WHAT TO DO:
In the text on ant decapitator flies, for how long does the brainless ant wander?

SELECTED EXTRACT:
⟨

FRIDAY THE 23rd, NOVEMBER 2018:
ANT DECAPITATORS






Alex Wild



Why our Flyday the 13th banner, if it's Friday the 23rd!? Obviously because this is Flyday's thirteenth entry...and the next proper Friday the 13th is almost a year away. Today also marks Flyday's return after a hiatus of almost eight weeks, and November is second Halloween here on bogleech.com. For all of these reasons, I wanted to do something special here, so we're going to talk about two closely related, slightly different flies that do something extra grisly to their victims!

Pseudacteon is another genus of the wildly successful, wildly diverse little Phorid flies, and have become fairly famous around the internet in "scary nature" clickbait lists. These tiny creatures specialize in parasitizing ants, and particularly fire ants, which has earned them some attention as a possible control mechanism of the highly invasive and venomous lawn pests.




Sanford D. Porter



The fun begins when a female Pseudacteon catches scent of a foraging worker ant, exposed and vulnerable outside of her colony. Hovering for a moment over her chosen victim, she plunges out of the air like a predatory hawk with pin-point accuracy, stabbing her sharp ovipositor straight into a seam in the ant's exoskeleton for only a split second. Different species have different ovipositor shapes, seen here, perfectly adapted to suit their preferred host species, and the fiend is already flying out of reach by the time the ant can so much as turn around to react.




Sanford D. Porter



Immediately upon hatching, the microscopic fly maggot makes its way into the worker ant's head, and begins to feed on the host's hemolymph, not yet causing any actual damage. Only when the maggot is ready to pupate does it begin to consume the ant's actual brain, which unfortunately does not outright kill its victim. While the brain of an insect is actually fairly sophisticated and capable of some conscious decision making (a fact that we actually discovered in flies first) the bodies of many insects can indeed behave "autonomously" even with most or all of the brain missing, and our brainless ant will begin to wander in aimless directions for up to a month, preferably (for the safety of the parasite) far away from the rest of the colony.

A couple of weeks in to this undead rambling, the maggot will secrete a chemical weakening the connective tissues of the ant's neck...and cause its head to drop right off.

⟩

SUPPLIED MATERIAL:
⟨

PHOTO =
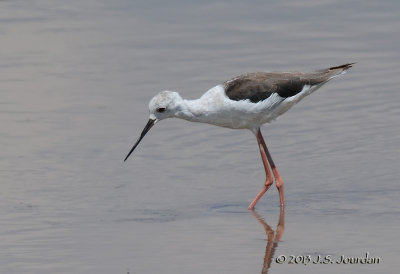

⟩

YOUR SOLUTION:
Up to a month.